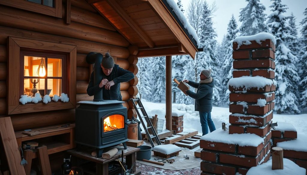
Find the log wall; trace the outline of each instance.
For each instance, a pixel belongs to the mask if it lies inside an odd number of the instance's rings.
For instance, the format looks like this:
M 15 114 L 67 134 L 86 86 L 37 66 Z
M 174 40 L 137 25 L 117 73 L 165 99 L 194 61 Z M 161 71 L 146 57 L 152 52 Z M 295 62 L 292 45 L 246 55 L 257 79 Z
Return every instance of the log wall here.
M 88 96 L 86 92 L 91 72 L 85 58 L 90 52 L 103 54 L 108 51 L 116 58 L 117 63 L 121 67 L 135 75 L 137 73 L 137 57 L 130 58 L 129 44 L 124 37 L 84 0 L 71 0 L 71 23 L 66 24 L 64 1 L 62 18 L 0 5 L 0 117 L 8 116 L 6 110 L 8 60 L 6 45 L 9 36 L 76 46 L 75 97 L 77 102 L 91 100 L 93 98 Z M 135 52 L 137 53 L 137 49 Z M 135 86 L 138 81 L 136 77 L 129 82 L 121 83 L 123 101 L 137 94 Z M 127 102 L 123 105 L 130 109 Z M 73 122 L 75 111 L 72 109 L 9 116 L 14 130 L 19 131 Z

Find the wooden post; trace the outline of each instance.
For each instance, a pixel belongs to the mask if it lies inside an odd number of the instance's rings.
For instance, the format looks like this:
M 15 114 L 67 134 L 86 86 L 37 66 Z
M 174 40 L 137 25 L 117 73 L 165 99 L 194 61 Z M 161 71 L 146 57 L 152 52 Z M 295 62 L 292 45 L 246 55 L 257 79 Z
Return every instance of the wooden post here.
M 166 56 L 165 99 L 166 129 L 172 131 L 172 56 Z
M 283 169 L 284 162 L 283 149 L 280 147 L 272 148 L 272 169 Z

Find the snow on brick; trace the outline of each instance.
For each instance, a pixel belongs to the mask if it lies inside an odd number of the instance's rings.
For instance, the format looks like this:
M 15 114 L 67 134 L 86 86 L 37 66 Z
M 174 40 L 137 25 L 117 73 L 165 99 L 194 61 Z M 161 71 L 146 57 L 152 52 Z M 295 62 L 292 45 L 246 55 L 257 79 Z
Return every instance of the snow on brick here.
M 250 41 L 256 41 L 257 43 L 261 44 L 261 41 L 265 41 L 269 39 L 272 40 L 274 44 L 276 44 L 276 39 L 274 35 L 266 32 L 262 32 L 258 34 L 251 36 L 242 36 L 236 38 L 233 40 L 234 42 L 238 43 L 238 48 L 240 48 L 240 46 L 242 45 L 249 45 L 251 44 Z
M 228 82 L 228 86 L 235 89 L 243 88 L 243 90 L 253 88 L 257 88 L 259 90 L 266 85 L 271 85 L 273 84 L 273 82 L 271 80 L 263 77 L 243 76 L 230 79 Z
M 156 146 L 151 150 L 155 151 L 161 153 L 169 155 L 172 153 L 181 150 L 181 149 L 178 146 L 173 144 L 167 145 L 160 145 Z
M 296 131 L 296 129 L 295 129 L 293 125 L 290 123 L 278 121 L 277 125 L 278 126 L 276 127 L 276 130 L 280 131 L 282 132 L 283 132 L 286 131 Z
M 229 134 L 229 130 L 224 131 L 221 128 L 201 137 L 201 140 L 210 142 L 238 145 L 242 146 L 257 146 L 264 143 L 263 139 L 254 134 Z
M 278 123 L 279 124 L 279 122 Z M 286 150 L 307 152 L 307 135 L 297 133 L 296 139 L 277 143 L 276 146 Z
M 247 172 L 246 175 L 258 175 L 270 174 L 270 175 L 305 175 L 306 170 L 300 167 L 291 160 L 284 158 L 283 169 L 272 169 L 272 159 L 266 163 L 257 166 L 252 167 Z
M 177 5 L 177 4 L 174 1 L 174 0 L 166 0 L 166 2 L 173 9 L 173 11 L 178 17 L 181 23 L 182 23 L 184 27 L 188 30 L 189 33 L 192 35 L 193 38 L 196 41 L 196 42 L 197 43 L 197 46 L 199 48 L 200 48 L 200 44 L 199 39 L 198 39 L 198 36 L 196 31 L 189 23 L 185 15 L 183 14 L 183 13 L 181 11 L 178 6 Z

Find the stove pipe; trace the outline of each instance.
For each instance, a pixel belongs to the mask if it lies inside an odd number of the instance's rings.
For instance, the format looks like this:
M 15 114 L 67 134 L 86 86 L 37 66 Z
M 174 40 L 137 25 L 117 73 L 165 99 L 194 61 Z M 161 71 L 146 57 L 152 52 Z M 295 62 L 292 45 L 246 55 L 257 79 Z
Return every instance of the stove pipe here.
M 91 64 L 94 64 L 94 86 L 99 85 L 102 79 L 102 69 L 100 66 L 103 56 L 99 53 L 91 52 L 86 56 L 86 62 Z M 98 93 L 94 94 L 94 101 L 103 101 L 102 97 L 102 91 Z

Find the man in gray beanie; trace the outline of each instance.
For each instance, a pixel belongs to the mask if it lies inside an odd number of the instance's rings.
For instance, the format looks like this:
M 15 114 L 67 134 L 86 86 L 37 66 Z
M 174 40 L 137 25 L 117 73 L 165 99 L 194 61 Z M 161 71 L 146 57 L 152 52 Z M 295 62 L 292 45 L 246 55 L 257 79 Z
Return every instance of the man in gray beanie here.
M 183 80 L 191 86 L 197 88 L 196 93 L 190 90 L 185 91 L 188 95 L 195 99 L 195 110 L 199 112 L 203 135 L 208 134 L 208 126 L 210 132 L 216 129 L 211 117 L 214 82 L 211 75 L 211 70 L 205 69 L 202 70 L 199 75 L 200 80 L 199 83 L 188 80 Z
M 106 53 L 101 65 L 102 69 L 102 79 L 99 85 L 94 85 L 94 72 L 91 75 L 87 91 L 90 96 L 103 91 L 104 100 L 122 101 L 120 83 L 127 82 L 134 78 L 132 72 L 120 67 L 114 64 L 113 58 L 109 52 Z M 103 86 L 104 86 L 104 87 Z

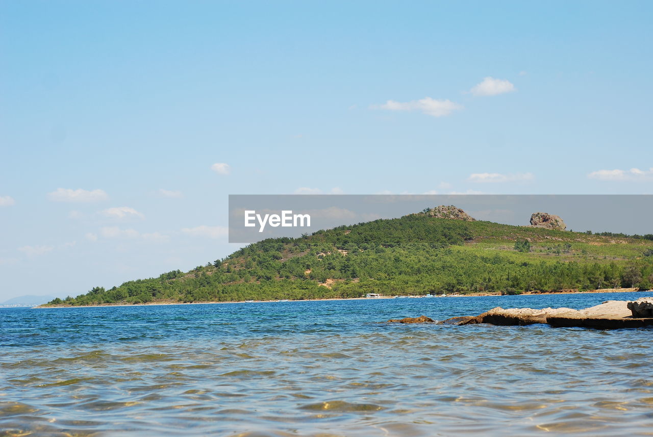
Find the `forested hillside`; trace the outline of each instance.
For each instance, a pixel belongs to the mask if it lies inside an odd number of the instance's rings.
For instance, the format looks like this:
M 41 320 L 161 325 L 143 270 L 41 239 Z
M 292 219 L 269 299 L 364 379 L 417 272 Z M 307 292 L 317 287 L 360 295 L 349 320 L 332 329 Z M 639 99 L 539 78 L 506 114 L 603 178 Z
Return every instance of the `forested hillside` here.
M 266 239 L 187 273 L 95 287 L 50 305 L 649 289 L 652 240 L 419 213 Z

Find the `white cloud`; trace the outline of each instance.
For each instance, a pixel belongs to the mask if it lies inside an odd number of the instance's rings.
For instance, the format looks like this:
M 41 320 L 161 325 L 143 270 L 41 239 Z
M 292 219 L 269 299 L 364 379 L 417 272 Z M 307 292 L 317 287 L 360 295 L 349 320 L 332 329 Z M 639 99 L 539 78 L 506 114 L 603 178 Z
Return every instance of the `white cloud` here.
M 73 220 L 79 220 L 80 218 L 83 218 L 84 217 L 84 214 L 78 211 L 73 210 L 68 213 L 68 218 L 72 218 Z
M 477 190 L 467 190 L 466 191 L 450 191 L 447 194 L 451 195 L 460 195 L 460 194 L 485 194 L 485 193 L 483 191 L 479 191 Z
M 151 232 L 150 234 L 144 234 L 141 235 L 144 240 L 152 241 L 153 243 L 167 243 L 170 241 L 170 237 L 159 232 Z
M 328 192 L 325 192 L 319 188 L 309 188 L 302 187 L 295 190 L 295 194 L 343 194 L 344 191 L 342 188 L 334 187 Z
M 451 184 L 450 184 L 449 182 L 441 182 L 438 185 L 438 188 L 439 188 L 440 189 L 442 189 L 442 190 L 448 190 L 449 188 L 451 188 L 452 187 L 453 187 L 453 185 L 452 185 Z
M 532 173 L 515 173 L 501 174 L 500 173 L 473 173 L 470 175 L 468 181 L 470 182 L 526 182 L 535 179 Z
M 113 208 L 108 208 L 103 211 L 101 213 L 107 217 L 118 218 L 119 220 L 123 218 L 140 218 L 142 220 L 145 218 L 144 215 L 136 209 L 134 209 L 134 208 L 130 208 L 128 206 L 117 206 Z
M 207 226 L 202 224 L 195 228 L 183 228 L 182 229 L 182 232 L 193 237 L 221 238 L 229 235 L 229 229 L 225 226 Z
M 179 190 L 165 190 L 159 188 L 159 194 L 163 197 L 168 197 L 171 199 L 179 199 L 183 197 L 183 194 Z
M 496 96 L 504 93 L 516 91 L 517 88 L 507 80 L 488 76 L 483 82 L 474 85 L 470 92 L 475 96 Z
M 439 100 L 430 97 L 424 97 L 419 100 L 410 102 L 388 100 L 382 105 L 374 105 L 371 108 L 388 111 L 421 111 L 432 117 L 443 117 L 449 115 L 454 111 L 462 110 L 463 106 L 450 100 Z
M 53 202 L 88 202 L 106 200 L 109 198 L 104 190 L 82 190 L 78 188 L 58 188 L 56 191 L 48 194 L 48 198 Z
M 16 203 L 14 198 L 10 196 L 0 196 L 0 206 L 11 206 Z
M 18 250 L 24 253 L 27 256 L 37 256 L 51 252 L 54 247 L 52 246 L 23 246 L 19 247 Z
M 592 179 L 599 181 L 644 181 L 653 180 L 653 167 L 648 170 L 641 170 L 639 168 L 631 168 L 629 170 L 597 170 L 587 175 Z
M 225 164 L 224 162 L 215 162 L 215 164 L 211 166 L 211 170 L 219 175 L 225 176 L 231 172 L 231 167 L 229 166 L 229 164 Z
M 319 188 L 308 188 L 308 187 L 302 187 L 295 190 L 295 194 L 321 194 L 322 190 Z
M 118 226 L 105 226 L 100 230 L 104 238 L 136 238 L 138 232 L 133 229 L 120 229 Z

+---+

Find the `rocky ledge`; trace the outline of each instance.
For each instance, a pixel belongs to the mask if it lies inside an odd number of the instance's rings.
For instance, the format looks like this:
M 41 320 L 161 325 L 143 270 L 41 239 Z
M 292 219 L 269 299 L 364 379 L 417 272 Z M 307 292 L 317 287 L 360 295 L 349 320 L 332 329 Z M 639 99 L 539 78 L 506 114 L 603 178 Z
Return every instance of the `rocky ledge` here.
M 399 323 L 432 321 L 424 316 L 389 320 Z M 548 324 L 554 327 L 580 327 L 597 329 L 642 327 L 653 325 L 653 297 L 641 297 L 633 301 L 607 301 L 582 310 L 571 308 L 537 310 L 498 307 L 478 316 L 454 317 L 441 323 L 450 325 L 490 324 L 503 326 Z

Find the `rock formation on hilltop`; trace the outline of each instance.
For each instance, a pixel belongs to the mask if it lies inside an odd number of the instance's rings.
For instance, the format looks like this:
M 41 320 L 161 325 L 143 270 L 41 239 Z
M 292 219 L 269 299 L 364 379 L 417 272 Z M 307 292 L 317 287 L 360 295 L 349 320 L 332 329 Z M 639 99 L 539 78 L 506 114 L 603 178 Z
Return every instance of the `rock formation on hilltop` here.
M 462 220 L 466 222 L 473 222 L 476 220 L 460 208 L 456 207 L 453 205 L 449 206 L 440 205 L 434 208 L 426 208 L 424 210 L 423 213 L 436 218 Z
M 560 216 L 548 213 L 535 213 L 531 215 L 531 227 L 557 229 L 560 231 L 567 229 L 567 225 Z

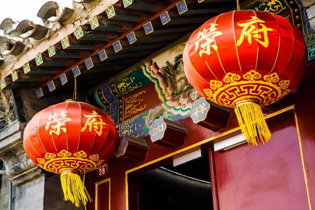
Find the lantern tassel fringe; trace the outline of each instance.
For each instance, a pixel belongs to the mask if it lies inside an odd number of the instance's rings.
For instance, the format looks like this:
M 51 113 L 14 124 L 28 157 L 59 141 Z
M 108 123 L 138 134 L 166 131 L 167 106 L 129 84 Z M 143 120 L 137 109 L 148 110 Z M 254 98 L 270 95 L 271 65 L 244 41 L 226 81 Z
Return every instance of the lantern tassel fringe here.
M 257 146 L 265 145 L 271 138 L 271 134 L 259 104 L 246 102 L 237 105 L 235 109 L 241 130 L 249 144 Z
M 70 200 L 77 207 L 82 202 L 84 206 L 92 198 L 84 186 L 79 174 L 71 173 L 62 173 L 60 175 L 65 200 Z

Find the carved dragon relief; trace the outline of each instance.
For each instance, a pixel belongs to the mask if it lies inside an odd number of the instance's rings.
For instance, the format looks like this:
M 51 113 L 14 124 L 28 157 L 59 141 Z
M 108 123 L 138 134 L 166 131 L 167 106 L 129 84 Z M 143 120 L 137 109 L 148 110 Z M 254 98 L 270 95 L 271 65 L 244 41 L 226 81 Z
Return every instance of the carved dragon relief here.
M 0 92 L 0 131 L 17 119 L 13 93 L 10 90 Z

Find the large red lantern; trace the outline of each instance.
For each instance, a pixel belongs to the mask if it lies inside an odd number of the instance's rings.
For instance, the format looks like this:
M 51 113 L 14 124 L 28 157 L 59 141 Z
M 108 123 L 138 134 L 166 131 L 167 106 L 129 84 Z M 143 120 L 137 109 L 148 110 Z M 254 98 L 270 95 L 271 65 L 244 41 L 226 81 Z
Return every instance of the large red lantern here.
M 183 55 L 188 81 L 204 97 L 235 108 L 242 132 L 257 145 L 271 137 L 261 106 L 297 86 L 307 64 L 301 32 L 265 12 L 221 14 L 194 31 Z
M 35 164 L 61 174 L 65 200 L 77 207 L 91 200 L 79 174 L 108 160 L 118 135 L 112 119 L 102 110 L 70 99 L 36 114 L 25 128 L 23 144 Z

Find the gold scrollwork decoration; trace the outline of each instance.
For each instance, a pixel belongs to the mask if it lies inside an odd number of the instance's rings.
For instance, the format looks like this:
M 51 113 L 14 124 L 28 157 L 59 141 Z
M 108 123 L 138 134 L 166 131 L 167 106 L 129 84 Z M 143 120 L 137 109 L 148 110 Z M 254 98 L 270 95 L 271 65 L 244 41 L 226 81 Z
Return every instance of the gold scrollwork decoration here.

+---+

### Problem:
Copy out the material from the line containing "Find the carved" through the line containing "M 35 164 L 61", both lines included, matching every character.

### Solution:
Find the carved dragon relief; trace the outline of each instance.
For each instance, a pixel belongs to the mask if it lies inside an odd number of the instance's rings.
For instance, the format looks like this:
M 51 113 L 14 124 L 28 157 L 59 141 Z
M 108 123 L 138 134 L 166 131 L 167 106 L 129 84 Z M 143 120 L 137 109 L 148 110 Z M 254 98 L 270 95 L 271 65 L 244 41 L 226 81 Z
Return every instance of the carved dragon relief here.
M 0 92 L 0 131 L 17 119 L 13 93 L 10 90 Z

Find the large red lantern; trace the outline of each instance.
For each instance, a pixel belongs to the mask if it lies inside an odd number of the instance's rings.
For instance, the format looks like this:
M 51 113 L 14 124 L 28 157 L 59 141 Z
M 108 123 L 138 134 L 166 131 L 167 106 L 129 84 Z M 143 120 L 137 109 L 148 110 Z M 254 98 L 270 95 L 271 65 L 244 41 L 226 81 Z
Return every instance of the large red lantern here.
M 183 55 L 188 81 L 204 97 L 235 108 L 242 132 L 257 145 L 271 137 L 261 106 L 297 86 L 307 64 L 301 32 L 265 12 L 221 14 L 194 31 Z
M 35 164 L 61 174 L 65 200 L 77 207 L 91 200 L 79 174 L 108 160 L 118 135 L 112 119 L 102 110 L 70 99 L 36 114 L 25 128 L 23 144 Z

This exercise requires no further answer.